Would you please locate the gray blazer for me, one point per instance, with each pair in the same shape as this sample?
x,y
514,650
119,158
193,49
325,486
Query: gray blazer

■ ■ ■ ■ ■

__Stated task__
Please lay out the records above as a Markdown table with the columns n and Line, giving each nonblank line its own row, numbered in order.

__Completed exercise__
| n | Line |
|---|---|
| 1 | Would you please locate the gray blazer for me, one point per instance, with each pair in the same shape as this sample? |
| 2 | x,y |
| 3 | 514,650 |
| 4 | 119,158 |
| 5 | 193,49 |
| 6 | 325,486 |
| 7 | Query: gray blazer |